▸ **GOAL**:
Please convert the stretch from the line containing "Task: pin the white sock" through the end of the material below into a JSON list of strings, one string per line, leaving out blank lines.

(Records from a point annotation dataset)
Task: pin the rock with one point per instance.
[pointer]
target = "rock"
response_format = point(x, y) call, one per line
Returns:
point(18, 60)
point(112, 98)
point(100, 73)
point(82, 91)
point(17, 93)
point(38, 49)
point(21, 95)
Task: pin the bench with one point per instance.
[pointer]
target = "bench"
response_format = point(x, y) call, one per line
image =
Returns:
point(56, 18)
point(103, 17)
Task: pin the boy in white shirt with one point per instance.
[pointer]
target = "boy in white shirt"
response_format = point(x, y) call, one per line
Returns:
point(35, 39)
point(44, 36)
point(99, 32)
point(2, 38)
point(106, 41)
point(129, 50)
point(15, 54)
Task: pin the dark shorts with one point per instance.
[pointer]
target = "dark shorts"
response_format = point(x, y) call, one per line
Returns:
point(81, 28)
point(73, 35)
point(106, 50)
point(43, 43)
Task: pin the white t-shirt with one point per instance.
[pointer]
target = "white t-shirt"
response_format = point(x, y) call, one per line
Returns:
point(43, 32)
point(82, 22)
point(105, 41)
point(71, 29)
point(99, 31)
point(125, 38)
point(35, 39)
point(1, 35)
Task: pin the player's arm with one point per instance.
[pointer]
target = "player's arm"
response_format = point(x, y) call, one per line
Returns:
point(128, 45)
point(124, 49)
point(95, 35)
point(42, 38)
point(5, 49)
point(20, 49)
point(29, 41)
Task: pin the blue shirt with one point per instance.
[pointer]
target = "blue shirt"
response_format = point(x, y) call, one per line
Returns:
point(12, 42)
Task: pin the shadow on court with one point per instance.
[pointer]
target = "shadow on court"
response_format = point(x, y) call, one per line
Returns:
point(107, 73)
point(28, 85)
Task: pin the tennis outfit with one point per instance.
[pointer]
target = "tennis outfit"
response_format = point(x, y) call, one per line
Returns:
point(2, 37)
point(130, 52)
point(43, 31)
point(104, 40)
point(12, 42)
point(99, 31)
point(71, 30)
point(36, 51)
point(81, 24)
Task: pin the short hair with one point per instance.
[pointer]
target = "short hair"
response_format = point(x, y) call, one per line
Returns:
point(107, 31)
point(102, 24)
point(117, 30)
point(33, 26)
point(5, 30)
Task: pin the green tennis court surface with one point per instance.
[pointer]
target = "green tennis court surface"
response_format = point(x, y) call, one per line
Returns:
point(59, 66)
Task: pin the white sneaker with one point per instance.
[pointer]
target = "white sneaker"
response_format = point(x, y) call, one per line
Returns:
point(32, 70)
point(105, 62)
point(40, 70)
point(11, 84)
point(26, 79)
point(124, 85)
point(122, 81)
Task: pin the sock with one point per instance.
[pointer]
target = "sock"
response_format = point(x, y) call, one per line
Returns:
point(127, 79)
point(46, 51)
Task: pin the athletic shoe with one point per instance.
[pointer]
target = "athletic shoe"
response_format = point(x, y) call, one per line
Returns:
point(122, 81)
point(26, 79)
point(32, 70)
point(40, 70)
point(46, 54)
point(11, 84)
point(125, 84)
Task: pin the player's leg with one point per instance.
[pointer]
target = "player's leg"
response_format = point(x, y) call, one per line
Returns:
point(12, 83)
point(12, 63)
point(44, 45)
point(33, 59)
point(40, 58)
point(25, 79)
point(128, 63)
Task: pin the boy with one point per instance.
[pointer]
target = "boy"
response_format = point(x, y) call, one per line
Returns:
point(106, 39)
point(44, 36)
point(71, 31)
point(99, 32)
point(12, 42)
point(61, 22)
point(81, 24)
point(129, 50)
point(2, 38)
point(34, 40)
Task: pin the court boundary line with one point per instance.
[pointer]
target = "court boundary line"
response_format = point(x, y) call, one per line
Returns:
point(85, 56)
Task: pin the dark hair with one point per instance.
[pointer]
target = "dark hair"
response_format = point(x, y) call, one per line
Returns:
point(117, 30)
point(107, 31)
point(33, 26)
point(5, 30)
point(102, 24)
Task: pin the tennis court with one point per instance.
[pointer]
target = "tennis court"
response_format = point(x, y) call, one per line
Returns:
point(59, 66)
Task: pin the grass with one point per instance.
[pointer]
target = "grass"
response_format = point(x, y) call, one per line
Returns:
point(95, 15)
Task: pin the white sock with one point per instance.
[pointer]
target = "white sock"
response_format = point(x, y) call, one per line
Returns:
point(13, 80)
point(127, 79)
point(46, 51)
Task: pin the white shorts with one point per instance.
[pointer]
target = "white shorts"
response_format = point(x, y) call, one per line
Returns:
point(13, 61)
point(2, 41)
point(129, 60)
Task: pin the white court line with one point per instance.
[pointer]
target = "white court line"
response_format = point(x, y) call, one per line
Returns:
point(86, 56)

▸ **EXERCISE RESPONSE**:
[
  "Task: pin the white sock with one point per instance.",
  "[pointer]",
  "target = \"white sock\"",
  "response_format = point(x, y) call, one per line",
  "Returns:",
  "point(13, 80)",
  "point(127, 79)",
  "point(46, 51)",
  "Task: pin the white shorts with one point per instance.",
  "[pointer]",
  "target = \"white shorts\"",
  "response_format = point(x, y) call, one per line",
  "Returns:",
  "point(13, 61)",
  "point(2, 41)",
  "point(129, 60)",
  "Task: pin the white court line with one point per instance.",
  "[pointer]",
  "target = \"white court line\"",
  "response_format = point(x, y) call, one per line",
  "Returns:",
  "point(86, 56)"
]